Art of Analytics: Genome World Window

Learn Data Science
Teradata Employee

GenomeWorldWindow-StephenBrobst-Web-650.png

 

About the Insights

This data visualization shows genetic variations (and similarities) across multiple human populations and geographies using data from the 1000 Genomes Project. Each frame shows a different community or geography within the 1000 Genome Project and was built from the pure genome data. The observer can clearly see the variations between communities proving that large scale genome data provides clear insight into geographic communities across the globe. The goal of the project is to prove the value of large scale genome analytics using high intensity super graphic methods to better understand the genetic patterns of cancer and how to develop personalized medical treatments aligned to genetic composition of individuals.

 

About the Analytics

This visualization shows a collection of Quartal Super Graphics created by VizExplorer sitting on top of a Teradata relational database using query pushdown for large scale data processing.

 

The large scale processing starts with applying the quartal tree algorithm, using an in-database recursive algorithm, that processes the entire 1000 genome population positional information into a common hierarchical quartal grid. A database query is then used to build the subset of data for each of the corresponding communities within the total population. The subset of data is used to render a heatmap shown on each frame. Finally the frames are assembled into a graphic made up of 'small multiples' so the pattern of sequence data can be observed across the communities in the entire 1000 Genome Project. Genomic data is extremely large in size: a database of just 25,000 tumors implies over seventy-five trillion data records.

 

About the Analyst

Andrew is the Chief Technology Officer for VizExplorer. He holds a Bachelor of Surveying from Otago University and a Diploma of Computer Science from Victoria University. He is a cartographer by training and has created over 60 patents and inventions in the areas of cartography, data visualization, and high performance database design. He and his team have been awarded two Smithsonian laureates for heroism in information technology related to data visualization. Andrew has co-authored a book on mathematical gaming analytics as well as over sixty articles in areas related to data visualization and advanced analytics. Andrew was born and raised in the South Island of New Zealand. He now lives in California with his wife and four children.

Information given |
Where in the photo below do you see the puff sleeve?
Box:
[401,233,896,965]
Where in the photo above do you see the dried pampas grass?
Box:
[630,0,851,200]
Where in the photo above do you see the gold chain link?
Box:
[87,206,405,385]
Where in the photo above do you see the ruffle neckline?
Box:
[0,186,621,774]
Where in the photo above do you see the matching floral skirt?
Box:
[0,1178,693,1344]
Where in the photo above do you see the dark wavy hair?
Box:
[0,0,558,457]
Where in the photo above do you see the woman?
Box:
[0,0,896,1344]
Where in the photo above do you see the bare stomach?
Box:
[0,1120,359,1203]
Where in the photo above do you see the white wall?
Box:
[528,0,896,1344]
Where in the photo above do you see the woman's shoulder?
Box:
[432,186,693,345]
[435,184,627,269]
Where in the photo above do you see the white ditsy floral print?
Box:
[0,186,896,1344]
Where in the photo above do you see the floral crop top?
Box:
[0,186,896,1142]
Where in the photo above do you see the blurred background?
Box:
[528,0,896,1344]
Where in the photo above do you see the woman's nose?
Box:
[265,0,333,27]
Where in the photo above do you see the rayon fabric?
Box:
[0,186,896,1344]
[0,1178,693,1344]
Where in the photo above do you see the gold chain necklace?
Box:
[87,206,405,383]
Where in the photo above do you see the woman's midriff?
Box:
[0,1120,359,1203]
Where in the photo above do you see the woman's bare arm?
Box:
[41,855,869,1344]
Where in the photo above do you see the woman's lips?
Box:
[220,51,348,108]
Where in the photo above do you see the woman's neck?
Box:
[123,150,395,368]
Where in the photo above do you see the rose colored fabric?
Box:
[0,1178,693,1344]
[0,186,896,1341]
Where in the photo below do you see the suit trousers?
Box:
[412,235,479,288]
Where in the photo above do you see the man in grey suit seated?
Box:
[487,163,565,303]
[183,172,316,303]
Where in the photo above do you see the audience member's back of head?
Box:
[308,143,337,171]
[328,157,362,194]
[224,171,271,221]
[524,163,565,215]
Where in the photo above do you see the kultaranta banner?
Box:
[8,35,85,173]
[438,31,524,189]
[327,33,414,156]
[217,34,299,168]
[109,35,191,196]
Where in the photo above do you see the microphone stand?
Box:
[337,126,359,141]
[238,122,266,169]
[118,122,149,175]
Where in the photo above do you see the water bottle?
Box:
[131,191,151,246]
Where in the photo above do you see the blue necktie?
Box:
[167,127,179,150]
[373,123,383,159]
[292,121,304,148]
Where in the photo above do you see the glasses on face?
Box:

Your task | Print the part of the Genome World Window page word for word, beginning at the words "Andrew is the" and stopping after the words "and four children.". The lines are unrelated to the Genome World Window page.

Output of the exercise |
Andrew is the Chief Technology Officer for VizExplorer. He holds a Bachelor of Surveying from Otago University and a Diploma of Computer Science from Victoria University. He is a cartographer by training and has created over 60 patents and inventions in the areas of cartography, data visualization, and high performance database design. He and his team have been awarded two Smithsonian laureates for heroism in information technology related to data visualization. Andrew has co-authored a book on mathematical gaming analytics as well as over sixty articles in areas related to data visualization and advanced analytics. Andrew was born and raised in the South Island of New Zealand. He now lives in California with his wife and four children.